** PROVIDED PASSAGE **
·····
Justice Department Launches Investigation into Tenet’s Medicare Outlier Payments
The Justice Department yesterday served Tenet Healthcare, the nation's second largest for-profit hospital chain, with an administrative subpoena seeking documents related to its Medicare outlier reimbursements, the New York Times reports. The move marks the third Justice Department investigation of Tenet in recent months and comes as HHS also is looking into the company's outlier payments, which reimburse for unusually costly care (Pollack, New York Times, 1/3). In November, the HHS Office of Inspector General began to audit the company's hospitals in an attempt to determine whether Tenet properly billed Medicare; government officials say the company has been receiving an "extraordinarily high share" of outlier payments (California Healthline, 11/13/02). The new Justice Department investigation marks the first time the DOJ is looking into outlier payments, meaning that Tenet could face civil or criminal charges, the Times reports. Tenet has acknowledged that its policy of raising hospital charges -- which are used to calculate outlier payments -- resulted in "unusually high" reimbursements, contributing significantly to its profit growth in recent years. The Justice Department has requested documents from Tenet and 19 of its 113 hospitals for a period from Jan. 1, 1997, to the present. Fifteen of the hospitals are in California, with the rest in Texas, Pennsylvania and Louisiana (New York Times, 1/3).
·····
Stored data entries

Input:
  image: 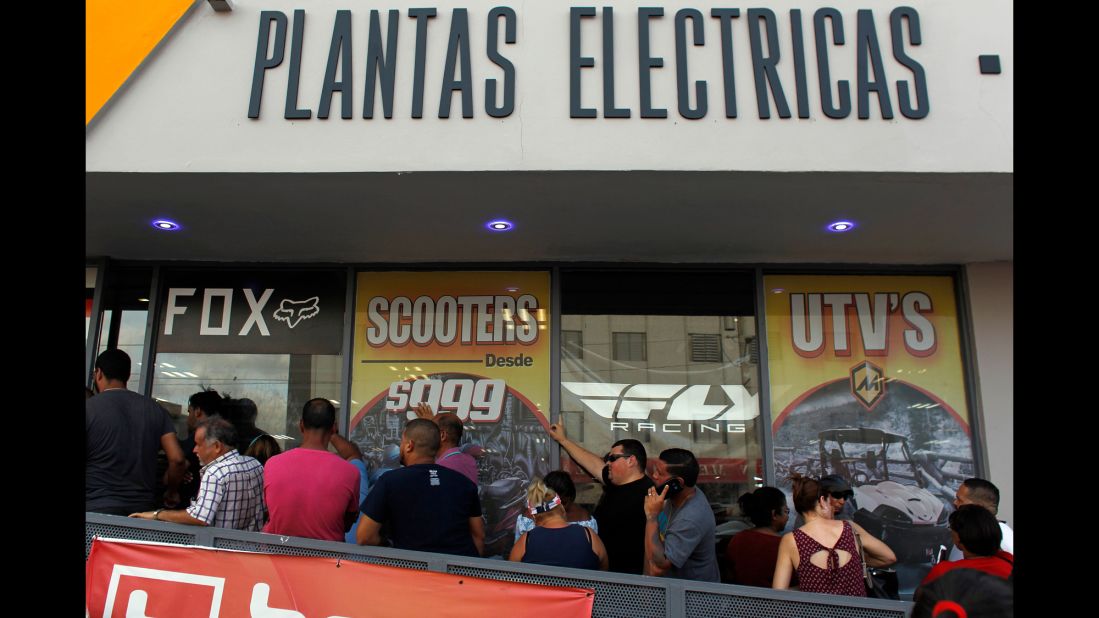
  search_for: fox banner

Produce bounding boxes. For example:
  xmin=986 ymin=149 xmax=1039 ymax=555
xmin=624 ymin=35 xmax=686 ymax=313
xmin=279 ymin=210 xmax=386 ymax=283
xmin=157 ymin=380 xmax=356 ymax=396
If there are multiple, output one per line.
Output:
xmin=85 ymin=539 xmax=595 ymax=618
xmin=351 ymin=272 xmax=551 ymax=555
xmin=764 ymin=275 xmax=975 ymax=588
·····
** EXERCISE AIM **
From the article on the Justice Department's Tenet investigation, list every state named as a location of the Tenet hospitals whose documents were requested.

** SOLUTION TO THIS TASK **
California, Texas, Pennsylvania, Louisiana